======== DATA EXTRACT ========

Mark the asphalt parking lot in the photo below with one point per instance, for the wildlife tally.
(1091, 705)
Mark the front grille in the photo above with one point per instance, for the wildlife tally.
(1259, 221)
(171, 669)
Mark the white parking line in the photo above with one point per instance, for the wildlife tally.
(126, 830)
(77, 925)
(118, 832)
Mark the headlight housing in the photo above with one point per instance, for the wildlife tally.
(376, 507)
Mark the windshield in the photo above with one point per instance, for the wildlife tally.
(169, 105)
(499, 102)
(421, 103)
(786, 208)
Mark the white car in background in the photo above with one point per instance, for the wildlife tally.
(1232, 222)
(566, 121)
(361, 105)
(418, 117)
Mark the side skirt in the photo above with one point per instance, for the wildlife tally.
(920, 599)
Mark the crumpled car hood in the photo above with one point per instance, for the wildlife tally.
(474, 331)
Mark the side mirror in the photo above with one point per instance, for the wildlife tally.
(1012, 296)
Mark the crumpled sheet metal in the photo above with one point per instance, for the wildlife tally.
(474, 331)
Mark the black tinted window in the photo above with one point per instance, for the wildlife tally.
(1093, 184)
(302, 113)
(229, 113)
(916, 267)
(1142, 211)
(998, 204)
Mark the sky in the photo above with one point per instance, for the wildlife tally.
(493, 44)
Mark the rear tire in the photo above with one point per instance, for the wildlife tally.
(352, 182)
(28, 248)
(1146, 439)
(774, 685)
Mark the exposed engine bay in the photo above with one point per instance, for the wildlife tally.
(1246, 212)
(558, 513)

========

→ WORK REQUEST: Take the entries above and copy them out exactly.

→ YOUR RESPONSE:
Mark the asphalt parking lot in the photo below with one point per instance, for the wildlife tally.
(1091, 705)
Mark the front grille in the photo above with one point per instance, for the wildlife tally.
(1259, 221)
(171, 669)
Mark the white parking line in the photo above with one point per instance, for the wildlife tally.
(126, 830)
(77, 925)
(118, 832)
Mark the headlight housing in the photo above with one point per instance, for the wildlife tally.
(376, 507)
Mark the windshield in the photo above with one point per instance, for the wildlife tally.
(169, 105)
(499, 102)
(421, 103)
(786, 208)
Mark the white car in background in the photo above with one point per instance, for the wildlife tally.
(1232, 222)
(566, 121)
(361, 105)
(418, 117)
Mark the side skirt in the photo above with one point per instance, for the wildlife tally.
(920, 599)
Mark the crumpled car hood in the photo above with one point per instance, for the wildlife tally.
(474, 331)
Mark the side mirror in the photo above with one point per instance, for the wildlife tally.
(1012, 296)
Mark the crumpled sheet metal in the photo above with one point per instance, for the wildlife tally.
(474, 331)
Mark the black tinted window in the photo above with one point per instance, for the wildlife tally.
(1093, 184)
(302, 113)
(229, 113)
(916, 267)
(1142, 211)
(998, 204)
Mark the sky in the photo above with one point per instance, for the wildlife tally.
(493, 44)
Mark the rear tire in the photo above with one point per instance, for the wildlife tally.
(352, 182)
(28, 248)
(1146, 439)
(774, 685)
Mark the exposed engine bay in the photo above with one point per instance, for the wildlife tally.
(1246, 212)
(558, 513)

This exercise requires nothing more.